ページ:
★ ★ ★ ★

著者のコラム一覧
ペリー荻野コラムニスト

愛知県出身、時代劇研究家。大学在学中からラジオパーソナリティー兼放送作家としての活動を始める。主な著作は「チョンマゲ天国―時代劇が止まらない」「ちょんまげだけが人生さ」「ちょんまげ八百八町」など。また、監修した時代劇音楽CD「ちょんまげ天国」4作は12万枚を突破している。

<第1回>長寿人気を支えた 目、耳、舌を楽しませる仕掛け

公開日: 更新日:

 吉右衛門版鬼平には、印象的な素材がいろいろある。たとえば初代ナレーター中西龍。「いつの世にも悪は絶えない」冒頭のこの言葉を聞いただけで、視聴者は一気に江戸の闇の世界に引き込まれる。中西は遊郭に出入りするなどNHK時代から型破りとして知られた語りの名人。どこか鬼平の人物像とも重なる。

★ ★ ★ ★

記述課題 A: リストのうち、「gray」という文字列を含む行をすべて集めよ。
ページとリストは互いに無関係である。

提供資料:

★ ★ ★ ★

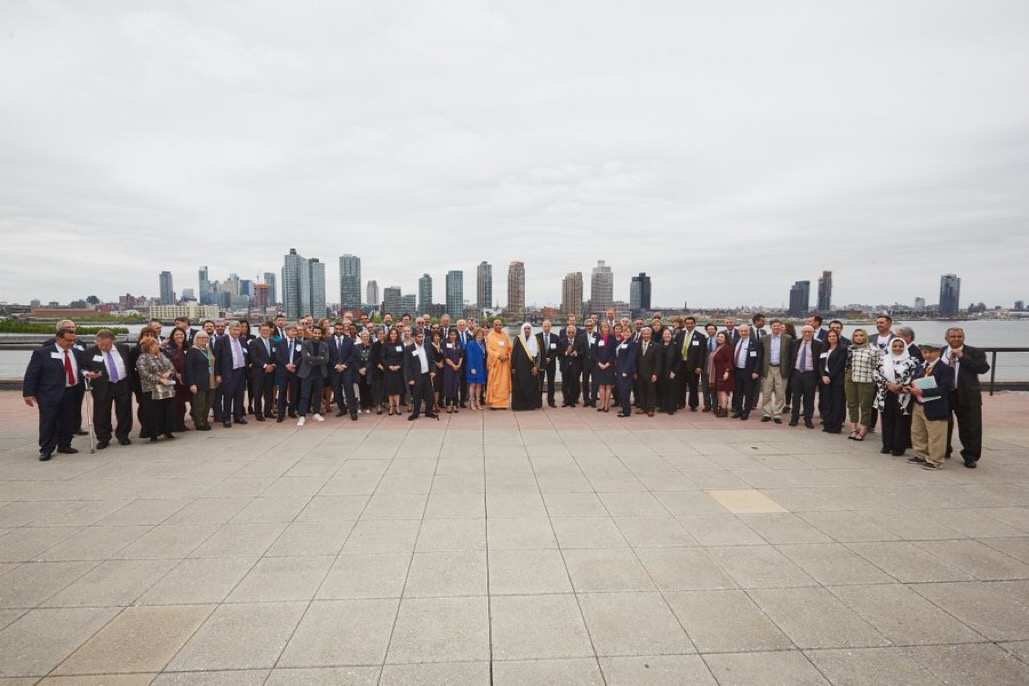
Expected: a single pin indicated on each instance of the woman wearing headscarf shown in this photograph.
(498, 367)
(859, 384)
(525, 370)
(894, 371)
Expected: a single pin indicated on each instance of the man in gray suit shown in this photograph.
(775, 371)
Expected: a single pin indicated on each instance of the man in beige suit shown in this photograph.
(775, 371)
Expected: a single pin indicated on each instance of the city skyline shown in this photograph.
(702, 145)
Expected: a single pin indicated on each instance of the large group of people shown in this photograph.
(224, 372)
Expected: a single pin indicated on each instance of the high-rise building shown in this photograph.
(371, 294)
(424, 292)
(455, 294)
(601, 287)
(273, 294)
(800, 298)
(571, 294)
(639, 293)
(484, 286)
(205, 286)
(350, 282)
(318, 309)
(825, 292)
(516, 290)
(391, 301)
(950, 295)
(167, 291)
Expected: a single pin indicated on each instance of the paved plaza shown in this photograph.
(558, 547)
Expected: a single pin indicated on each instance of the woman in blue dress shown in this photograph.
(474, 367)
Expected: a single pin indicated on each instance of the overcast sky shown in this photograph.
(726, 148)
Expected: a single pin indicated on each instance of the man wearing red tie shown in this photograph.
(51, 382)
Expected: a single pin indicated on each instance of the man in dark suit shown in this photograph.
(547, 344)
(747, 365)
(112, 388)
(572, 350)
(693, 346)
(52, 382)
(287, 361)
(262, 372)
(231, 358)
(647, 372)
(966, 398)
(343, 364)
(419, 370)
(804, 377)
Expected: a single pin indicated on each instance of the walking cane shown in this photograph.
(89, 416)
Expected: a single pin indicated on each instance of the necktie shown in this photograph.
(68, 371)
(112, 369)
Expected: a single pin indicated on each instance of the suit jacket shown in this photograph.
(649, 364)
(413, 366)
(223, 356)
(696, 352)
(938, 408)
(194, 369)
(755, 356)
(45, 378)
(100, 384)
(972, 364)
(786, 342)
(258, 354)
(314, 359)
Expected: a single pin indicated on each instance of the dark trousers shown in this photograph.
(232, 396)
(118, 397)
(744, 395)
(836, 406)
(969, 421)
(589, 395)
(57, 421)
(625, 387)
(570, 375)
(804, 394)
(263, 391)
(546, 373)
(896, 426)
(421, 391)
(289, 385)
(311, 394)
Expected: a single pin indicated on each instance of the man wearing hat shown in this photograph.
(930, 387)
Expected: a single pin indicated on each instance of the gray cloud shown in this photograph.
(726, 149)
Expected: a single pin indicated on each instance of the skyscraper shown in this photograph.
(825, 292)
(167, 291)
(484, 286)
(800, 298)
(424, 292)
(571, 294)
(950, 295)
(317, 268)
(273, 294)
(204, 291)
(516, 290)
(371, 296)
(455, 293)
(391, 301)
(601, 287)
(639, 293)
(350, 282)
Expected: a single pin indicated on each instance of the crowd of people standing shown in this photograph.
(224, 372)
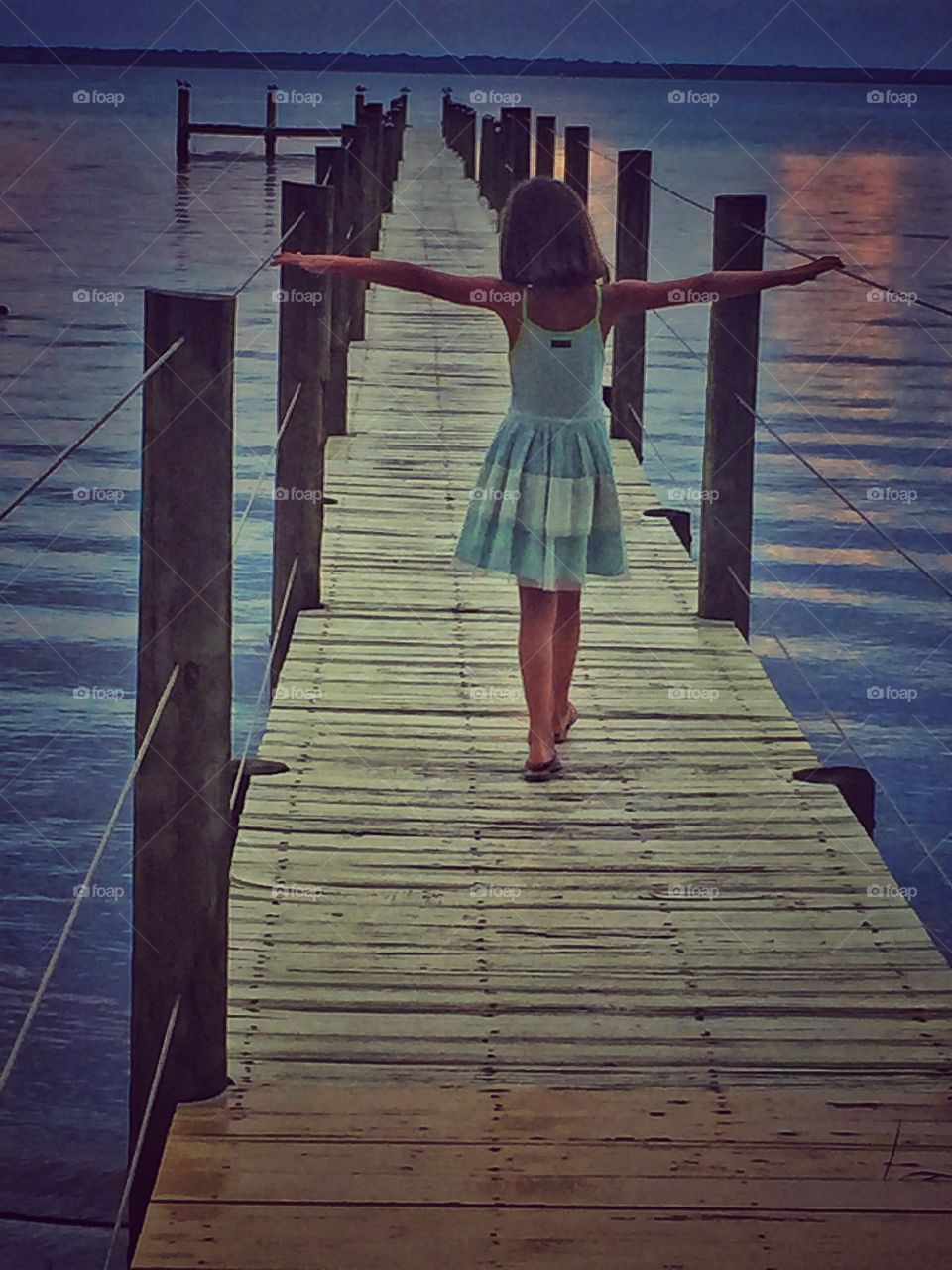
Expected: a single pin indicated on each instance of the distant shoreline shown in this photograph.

★ ★ ★ ★

記述課題 B: ページによると、吉右衛門版鬼平の初代ナレーターは誰か。

課題の解答 A:
Expected: a single pin indicated on each instance of the man in gray suit shown in this photograph.
Expected: a single pin indicated on each instance of the gray cloud shown in this photograph.

課題の解答 B: 中西龍。